» **Task details**: Return the passage of the text about the elevator mechanic's injury lawsuit from "Here is what" up to and including "future – 12 years).", copied word for word.

» **Excerpt provided**:
━━━━━━━━━━
Gerard Malloy had been an elevator mechanic for many years at 14 Wall Street in Manhattan when, on July 21, 2004, he tripped and fell over an air handler cover that had been left on the floor. He was thrown several feet and struck his back against nearby stairs.

Diagnosed with herniated discs at L3-4, Malloy was forced to undergo fusion surgery.

Here is what the spine looks like after lumbar fusion surgery:

Malloy had been earning $90,000 a year with full union benefits but was never able to return to work due to his injuries. While the building owner and operator denied they were negligent in maintaining the area and creating a dangerous condition, a Manhattan jury disagreed and found them 100% at fault.

On February 4, 2008, the jury awarded Malloy $3,260,000 in damages which included $1,600,000 for his pain and suffering ($400,000 past – 3 ½ years, $1,200,000 future – 25 years) plus $1,064,000 for lost earnings ($344,000 past, $720,000 future – 12 years).
━━━━━━━━━━
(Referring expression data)

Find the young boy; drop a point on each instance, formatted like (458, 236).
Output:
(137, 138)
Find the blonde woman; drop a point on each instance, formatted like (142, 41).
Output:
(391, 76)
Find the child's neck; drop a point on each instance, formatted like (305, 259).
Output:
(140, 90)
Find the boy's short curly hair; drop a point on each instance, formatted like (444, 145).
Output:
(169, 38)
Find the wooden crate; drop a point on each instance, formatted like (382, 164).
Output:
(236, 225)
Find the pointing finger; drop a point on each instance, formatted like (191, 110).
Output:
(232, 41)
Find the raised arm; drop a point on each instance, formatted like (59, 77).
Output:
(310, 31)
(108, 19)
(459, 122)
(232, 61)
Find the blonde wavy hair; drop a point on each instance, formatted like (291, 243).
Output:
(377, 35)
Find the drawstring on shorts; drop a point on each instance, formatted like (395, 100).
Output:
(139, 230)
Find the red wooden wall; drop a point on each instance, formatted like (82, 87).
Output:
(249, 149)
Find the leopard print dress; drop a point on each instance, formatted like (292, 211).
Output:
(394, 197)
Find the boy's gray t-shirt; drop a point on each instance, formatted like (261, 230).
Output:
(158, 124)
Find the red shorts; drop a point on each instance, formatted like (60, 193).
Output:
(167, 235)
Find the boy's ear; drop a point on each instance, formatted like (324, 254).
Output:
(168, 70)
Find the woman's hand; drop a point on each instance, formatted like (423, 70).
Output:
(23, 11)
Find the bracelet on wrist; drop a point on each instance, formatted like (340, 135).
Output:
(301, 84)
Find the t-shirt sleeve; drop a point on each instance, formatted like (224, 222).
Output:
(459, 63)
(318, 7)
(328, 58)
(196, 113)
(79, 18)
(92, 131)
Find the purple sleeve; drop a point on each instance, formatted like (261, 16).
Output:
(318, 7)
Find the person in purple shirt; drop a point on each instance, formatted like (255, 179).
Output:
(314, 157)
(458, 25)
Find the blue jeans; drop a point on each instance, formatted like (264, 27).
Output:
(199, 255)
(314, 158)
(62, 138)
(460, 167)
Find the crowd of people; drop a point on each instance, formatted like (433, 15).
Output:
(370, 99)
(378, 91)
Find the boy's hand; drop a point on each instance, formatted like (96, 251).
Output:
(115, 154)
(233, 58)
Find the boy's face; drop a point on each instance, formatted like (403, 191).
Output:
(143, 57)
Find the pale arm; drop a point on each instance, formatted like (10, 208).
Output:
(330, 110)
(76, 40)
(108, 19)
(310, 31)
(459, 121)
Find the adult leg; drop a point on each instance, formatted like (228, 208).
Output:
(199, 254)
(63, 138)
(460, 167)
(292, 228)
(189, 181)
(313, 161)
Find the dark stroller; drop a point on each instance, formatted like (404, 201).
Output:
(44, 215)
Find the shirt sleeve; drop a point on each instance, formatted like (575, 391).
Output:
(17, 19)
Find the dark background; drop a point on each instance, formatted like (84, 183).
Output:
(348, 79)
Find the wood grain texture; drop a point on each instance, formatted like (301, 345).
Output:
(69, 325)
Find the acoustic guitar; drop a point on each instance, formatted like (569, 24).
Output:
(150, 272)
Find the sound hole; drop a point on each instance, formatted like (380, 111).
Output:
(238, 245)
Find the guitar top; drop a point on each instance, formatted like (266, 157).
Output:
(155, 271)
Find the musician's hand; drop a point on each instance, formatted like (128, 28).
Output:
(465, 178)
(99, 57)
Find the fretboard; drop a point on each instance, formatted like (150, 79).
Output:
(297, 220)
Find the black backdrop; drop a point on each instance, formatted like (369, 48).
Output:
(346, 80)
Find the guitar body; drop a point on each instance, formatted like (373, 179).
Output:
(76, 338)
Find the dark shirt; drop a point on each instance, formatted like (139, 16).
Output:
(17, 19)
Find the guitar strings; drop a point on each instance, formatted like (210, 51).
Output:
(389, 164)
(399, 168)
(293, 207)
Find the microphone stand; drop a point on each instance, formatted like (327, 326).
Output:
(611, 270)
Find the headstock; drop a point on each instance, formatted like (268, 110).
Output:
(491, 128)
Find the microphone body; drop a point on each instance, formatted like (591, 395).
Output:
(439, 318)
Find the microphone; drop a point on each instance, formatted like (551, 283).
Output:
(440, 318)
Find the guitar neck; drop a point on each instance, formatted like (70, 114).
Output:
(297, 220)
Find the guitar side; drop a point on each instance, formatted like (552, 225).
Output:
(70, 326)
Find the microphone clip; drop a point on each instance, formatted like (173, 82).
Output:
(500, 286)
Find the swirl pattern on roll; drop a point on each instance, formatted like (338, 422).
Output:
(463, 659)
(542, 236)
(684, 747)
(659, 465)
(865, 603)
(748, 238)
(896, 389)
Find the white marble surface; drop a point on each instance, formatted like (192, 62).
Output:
━━━━━━━━━━
» **Response to this task**:
Here is what the spine looks like after lumbar fusion surgery:

Malloy had been earning $90,000 a year with full union benefits but was never able to return to work due to his injuries. While the building owner and operator denied they were negligent in maintaining the area and creating a dangerous condition, a Manhattan jury disagreed and found them 100% at fault.

On February 4, 2008, the jury awarded Malloy $3,260,000 in damages which included $1,600,000 for his pain and suffering ($400,000 past – 3 ½ years, $1,200,000 future – 25 years) plus $1,064,000 for lost earnings ($344,000 past, $720,000 future – 12 years).